What is required: Write out all of the entries exactly as given.

Records supplied:
(begin)

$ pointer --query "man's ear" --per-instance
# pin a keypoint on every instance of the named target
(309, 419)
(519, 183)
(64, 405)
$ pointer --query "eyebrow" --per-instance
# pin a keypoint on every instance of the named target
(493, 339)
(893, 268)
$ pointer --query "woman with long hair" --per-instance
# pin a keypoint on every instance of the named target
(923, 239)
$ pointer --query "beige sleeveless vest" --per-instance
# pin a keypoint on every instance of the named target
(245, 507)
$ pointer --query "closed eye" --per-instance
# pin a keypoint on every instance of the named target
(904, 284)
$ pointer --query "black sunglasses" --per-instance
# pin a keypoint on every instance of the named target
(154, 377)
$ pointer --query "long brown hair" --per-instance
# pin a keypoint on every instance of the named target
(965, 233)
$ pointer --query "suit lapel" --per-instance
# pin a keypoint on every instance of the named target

(end)

Correct output:
$ pointer --query "man's ear" --per-instance
# pin a keypoint on every instance of the named target
(309, 419)
(519, 183)
(64, 405)
$ pointer --query "eyebrow" --per-instance
# pin a keypoint on every instance of the named target
(493, 339)
(893, 268)
$ pointer --query "woman with long hair" --per-instance
# pin a keypoint on every instance of the named target
(923, 239)
$ pointer --query "beige sleeveless vest" --per-instance
# pin a keypoint on every instance of the named target
(245, 507)
$ pointer --query "closed eye" --per-instance
# pin a keypoint on every instance of the named target
(904, 284)
$ pointer --query "black sunglasses" --per-instance
# pin a keypoint on every instance of the named target
(154, 377)
$ pointer --query "long brown hair" --per-instance
# pin a keypoint on every instance of the named target
(965, 233)
$ pointer --query "suit lapel" --per-instance
# pin a keypoint on every instance of the named target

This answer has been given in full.